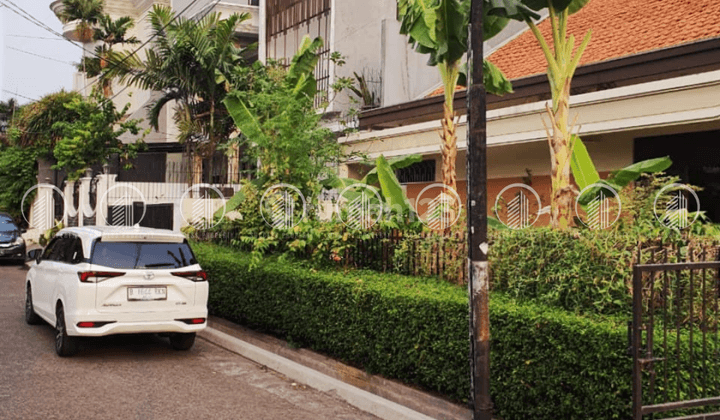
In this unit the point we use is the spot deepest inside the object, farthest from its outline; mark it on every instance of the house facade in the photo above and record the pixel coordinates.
(164, 161)
(648, 86)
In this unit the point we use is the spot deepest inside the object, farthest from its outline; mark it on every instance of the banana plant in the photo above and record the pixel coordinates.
(300, 78)
(585, 174)
(383, 174)
(439, 28)
(563, 59)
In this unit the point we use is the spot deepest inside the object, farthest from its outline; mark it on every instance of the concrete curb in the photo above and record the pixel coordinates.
(354, 396)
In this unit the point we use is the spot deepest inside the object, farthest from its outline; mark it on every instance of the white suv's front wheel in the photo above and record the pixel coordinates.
(65, 345)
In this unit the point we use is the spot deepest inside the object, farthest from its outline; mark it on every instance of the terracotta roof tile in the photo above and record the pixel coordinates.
(620, 28)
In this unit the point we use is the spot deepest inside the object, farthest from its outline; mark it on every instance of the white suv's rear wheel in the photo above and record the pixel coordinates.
(65, 345)
(31, 318)
(182, 341)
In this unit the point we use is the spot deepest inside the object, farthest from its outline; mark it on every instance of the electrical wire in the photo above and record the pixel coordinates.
(115, 65)
(37, 22)
(17, 94)
(41, 56)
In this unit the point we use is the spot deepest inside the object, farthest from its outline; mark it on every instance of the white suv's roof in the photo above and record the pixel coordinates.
(122, 234)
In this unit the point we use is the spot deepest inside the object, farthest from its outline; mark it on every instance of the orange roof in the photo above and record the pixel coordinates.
(620, 28)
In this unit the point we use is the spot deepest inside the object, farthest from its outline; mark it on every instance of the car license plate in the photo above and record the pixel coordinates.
(147, 293)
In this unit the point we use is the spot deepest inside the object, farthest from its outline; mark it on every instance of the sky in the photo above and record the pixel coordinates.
(23, 75)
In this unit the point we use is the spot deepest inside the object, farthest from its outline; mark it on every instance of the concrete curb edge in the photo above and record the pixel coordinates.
(354, 396)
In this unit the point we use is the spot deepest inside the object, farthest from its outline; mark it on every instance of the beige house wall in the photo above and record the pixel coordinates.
(608, 121)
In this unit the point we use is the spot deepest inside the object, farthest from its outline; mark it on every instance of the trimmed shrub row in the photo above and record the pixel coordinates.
(546, 363)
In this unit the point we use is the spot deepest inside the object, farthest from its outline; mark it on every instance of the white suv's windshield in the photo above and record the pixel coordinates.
(139, 255)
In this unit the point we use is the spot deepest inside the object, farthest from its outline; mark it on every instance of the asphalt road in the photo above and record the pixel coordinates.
(139, 377)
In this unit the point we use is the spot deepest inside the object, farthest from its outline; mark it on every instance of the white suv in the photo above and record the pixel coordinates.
(95, 281)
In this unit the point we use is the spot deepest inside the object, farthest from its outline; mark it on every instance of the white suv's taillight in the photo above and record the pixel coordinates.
(192, 275)
(98, 276)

■ TASK INSTRUCTIONS ■
From the line that contains "of the beige" down to the last line of the material above, copy every line word for word, both ends included.

■ EXERCISE SOLUTION ■
In this unit the point we use is the spot deepest inside the object, farthest from its outline; mark it on every instance of the beige house wall in the photo above and record the pixel coordinates.
(608, 121)
In this unit the point we use is the spot deepest inside the object, farthest from its outline; mark it on every instance of the trimmed shrub row in the photo above and record the pixel coordinates.
(546, 363)
In this unit the point we use is the spot deepest inside the object, farthest from its outline; mark it on every instance of the white suv's windshield in the photo above and record the pixel coordinates.
(139, 255)
In this unit the point we use is the spot deepest inside the object, farthest from its outline; mark it on every instance of the asphalt road in the photo above and record the pixel coordinates.
(139, 377)
In this unit the point we use is the spot deepest inside the object, farthest from its outline; mark it on every instance of the white suv in the photo above and record the pixel coordinates.
(95, 281)
In this unit the point we use is the spot deepest inside the object, farthest from its outline; mark it on every instance of the white suv's taillight in the photo above and record the pixel coordinates.
(192, 275)
(98, 276)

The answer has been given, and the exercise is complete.